■ Written tasks ■
(a) Translate this sentence from the Ben Fletcher biography into Spanish: "In 2019, Fletcher left the Trojans, joining Kennesaw State as an assistant coach."
(b) Pick up the Ben Fletcher biography after its last sentence and keep writing it.

Ben Fletcher

Current position
- Title: Assistant coach
- Team: High Point
- Conference: Big South Conference

Biographical details
- Born: January 1, 1981 (age 44)
- Alma mater: Troy University (2003)

Playing career
- 2001–2003: Troy

Coaching career (HC unless noted)
- 2003–2005: Troy (student assistant)
- 2005–2019: Troy (assistant)
- 2019–2023: Kennesaw State (assistant)
- 2023–2024: South Florida (assistant)
- 2024–2025: South Florida (interim HC)
- 2025–present: High Point (assistant)

Head coaching record
- Overall: 13–19 (.406)

= Ben Fletcher (basketball) =

American basketball player and coach (born 1981)

Benjamin G. Fletcher (born January 1, 1981) is a college basketball coach who is currently an assistant coach for the High Point Panthers. He previously served as the interim head coach for the South Florida Bulls.

==Playing career==
Fletcher played for the Troy Trojans from 2001 to 2003, where he played in 59 career games with 58 starts, where he averaged 13.4 points per game, 2.6 rebounds per game, 1.3 assists per game, and 1.3 steals per game, while also being named to the 2003 Atlantic Sun (ASUN) all-conference team, and being named the 2002 ASUN Conference Tournament MVP.

==Coaching career==
Fletcher started his coaching career in 2005 as an assistant coach at his alma mater, Troy University. In 2019, Fletcher left the Trojans, joining Kennesaw State as an assistant coach. Prior to the 2023 season, Fletcher joined South Florida as an assistant coach. In June 2024, Fletcher was promoted by the Bulls to serve as the team's associate head coach.

Entries from a point annotation set:

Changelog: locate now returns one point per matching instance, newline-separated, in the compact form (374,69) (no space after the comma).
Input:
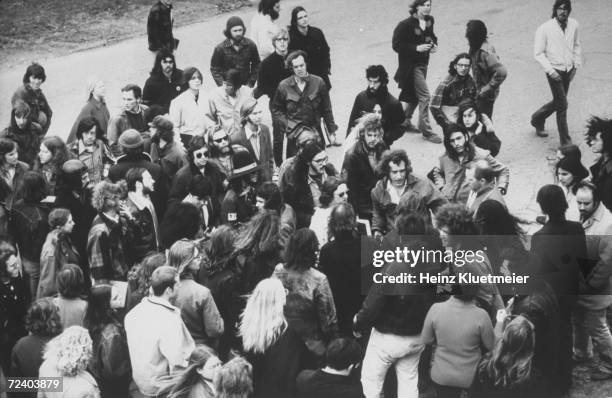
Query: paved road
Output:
(359,33)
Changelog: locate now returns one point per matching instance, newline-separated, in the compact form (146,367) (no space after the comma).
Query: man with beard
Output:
(455,87)
(140,211)
(272,71)
(164,83)
(221,152)
(375,97)
(460,155)
(360,167)
(303,98)
(557,50)
(595,291)
(235,52)
(398,184)
(489,73)
(132,116)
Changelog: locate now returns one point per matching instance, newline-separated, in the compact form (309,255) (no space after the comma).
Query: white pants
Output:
(385,350)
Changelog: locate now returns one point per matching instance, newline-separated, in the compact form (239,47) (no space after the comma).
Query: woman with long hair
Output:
(68,356)
(310,307)
(110,363)
(29,226)
(258,249)
(95,108)
(51,157)
(56,251)
(274,350)
(333,191)
(91,148)
(196,381)
(226,283)
(508,370)
(139,278)
(311,40)
(198,308)
(503,235)
(479,126)
(569,172)
(42,322)
(14,299)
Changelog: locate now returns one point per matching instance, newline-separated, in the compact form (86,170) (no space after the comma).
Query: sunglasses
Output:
(200,154)
(219,140)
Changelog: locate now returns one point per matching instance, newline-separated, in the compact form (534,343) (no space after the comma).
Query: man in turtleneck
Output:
(376,98)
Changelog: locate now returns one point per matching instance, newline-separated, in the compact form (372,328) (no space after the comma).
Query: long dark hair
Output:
(99,312)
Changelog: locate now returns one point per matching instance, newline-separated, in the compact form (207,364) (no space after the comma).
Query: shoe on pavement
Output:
(539,129)
(433,137)
(601,375)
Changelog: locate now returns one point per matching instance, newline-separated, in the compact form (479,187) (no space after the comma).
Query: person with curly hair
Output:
(110,363)
(273,348)
(509,370)
(310,307)
(51,157)
(399,184)
(234,379)
(106,242)
(198,308)
(42,321)
(56,251)
(68,356)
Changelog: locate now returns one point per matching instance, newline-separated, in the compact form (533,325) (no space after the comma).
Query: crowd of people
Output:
(183,248)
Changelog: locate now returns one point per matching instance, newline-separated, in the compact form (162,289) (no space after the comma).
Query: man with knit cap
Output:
(132,145)
(255,137)
(235,52)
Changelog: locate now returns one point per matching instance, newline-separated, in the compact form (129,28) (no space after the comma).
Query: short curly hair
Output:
(43,318)
(395,156)
(70,352)
(104,192)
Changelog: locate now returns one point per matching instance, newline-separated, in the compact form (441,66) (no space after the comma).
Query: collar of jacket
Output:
(141,156)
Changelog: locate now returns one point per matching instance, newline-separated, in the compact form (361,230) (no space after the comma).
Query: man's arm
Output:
(539,50)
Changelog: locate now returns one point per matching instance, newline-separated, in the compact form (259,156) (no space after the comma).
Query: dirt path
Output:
(359,33)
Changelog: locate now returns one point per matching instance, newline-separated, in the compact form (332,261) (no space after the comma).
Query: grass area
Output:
(35,29)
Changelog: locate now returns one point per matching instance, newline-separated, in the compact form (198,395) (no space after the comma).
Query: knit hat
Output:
(232,22)
(243,163)
(247,108)
(130,139)
(162,123)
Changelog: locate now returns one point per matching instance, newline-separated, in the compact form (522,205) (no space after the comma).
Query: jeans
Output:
(386,350)
(592,325)
(422,93)
(558,104)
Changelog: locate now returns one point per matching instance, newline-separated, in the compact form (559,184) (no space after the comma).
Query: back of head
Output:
(343,352)
(70,281)
(162,278)
(234,379)
(552,201)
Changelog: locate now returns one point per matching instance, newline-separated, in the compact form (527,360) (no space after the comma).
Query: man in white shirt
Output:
(557,49)
(158,340)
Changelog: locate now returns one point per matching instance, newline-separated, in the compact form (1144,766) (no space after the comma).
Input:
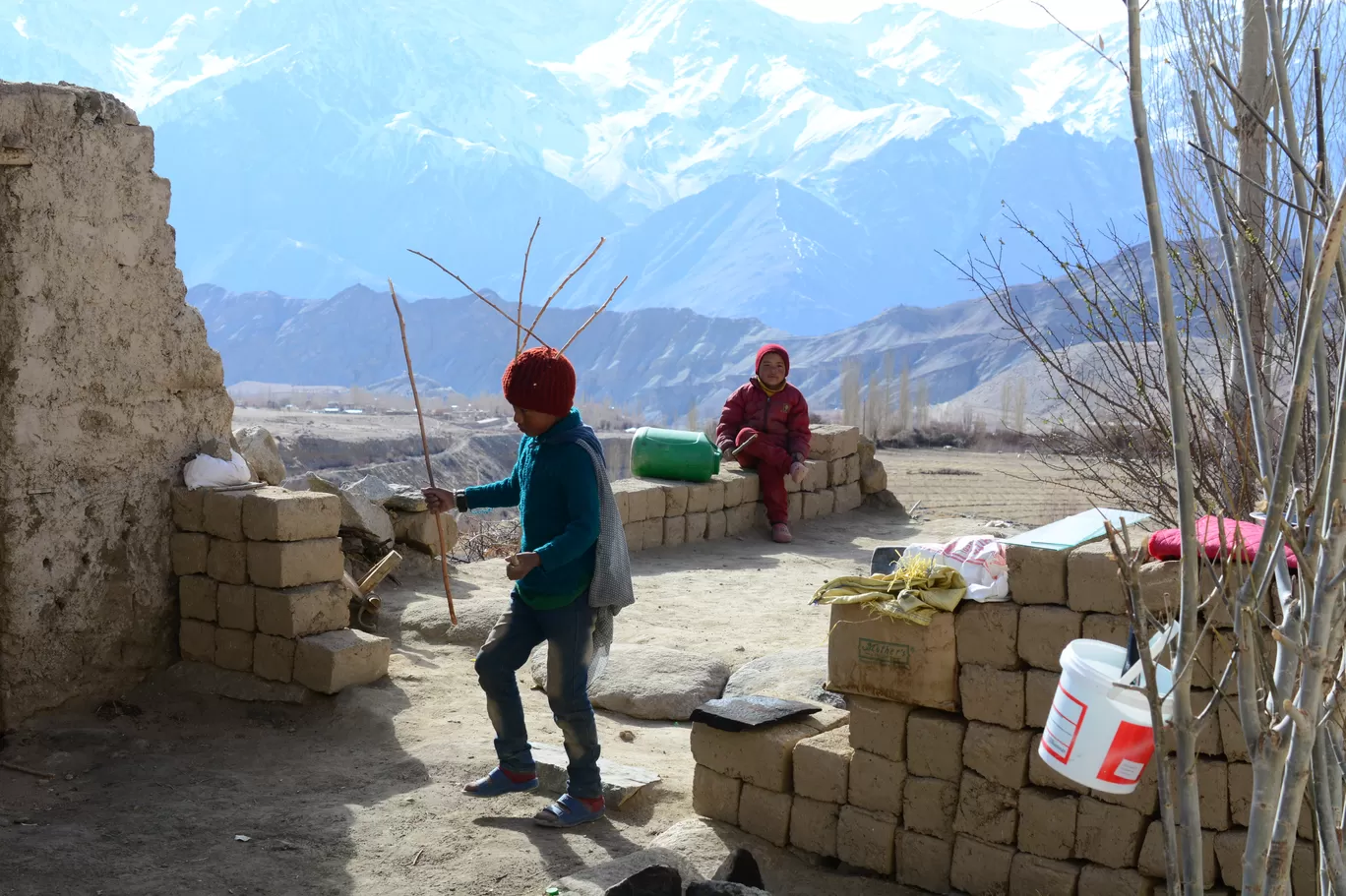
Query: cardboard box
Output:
(874,655)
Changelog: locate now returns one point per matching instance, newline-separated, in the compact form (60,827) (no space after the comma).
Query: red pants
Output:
(772,464)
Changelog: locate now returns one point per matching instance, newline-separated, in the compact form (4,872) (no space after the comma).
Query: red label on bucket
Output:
(1064,723)
(1131,748)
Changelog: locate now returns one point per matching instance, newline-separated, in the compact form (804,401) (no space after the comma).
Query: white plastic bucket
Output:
(1097,732)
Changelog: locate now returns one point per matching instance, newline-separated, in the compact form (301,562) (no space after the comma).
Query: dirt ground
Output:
(362,793)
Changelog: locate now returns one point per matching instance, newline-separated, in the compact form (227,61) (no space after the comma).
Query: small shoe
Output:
(498,783)
(568,811)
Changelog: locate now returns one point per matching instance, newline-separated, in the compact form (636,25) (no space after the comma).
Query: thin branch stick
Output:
(430,470)
(497,308)
(602,308)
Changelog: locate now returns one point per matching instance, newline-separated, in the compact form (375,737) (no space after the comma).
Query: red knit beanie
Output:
(540,380)
(768,350)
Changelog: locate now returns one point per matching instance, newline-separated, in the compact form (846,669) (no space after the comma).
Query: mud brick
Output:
(766,814)
(764,756)
(1038,876)
(1038,691)
(276,514)
(866,838)
(1151,863)
(653,534)
(992,695)
(274,657)
(823,766)
(197,598)
(233,648)
(1047,822)
(935,745)
(227,562)
(924,862)
(1112,881)
(675,531)
(187,508)
(336,659)
(1037,574)
(308,610)
(980,867)
(1045,775)
(190,553)
(234,607)
(285,564)
(1108,834)
(715,796)
(813,826)
(716,525)
(197,640)
(879,727)
(987,810)
(877,783)
(929,805)
(222,511)
(988,633)
(1043,632)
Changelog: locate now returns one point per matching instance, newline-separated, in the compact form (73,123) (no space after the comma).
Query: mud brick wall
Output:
(960,802)
(260,588)
(106,385)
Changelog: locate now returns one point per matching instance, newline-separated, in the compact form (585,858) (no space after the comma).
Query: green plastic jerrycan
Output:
(673,453)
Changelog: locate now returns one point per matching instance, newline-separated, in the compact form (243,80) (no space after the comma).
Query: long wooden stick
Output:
(430,471)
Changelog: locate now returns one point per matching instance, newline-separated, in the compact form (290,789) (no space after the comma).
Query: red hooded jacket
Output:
(782,419)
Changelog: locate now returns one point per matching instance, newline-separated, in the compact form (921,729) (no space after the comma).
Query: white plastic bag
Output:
(979,559)
(205,471)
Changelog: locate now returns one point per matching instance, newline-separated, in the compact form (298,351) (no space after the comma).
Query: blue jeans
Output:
(568,632)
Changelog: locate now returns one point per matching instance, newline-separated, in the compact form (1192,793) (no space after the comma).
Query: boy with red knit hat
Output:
(775,412)
(571,576)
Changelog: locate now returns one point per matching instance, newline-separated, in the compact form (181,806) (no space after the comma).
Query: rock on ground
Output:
(650,683)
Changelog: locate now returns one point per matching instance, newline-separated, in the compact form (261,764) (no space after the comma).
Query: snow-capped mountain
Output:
(739,160)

■ The replies ■
(a) En 2019, Fletcher dejó a los Trojans y se unió a Kennesaw State como entrenador asistente.

(b)
On October 29, 2024, Fletcher was named the interim head coach for the South Florida Bulls five days after the death of former head coach Amir Abdur-Rahim.

Fletcher joined the coaching staff at High Point University on May 18, 2025.

==Head coaching record==

Statistics overview
Season: Team; Overall; Conference; Standing; Postseason
South Florida Bulls (American Athletic Conference) (2024–2025)
2024–25: South Florida; 13–19; 6–12; T–9th
South Florida:: 13–19 (.406); 6–12 (.333)
Total:: 13–19 (.406)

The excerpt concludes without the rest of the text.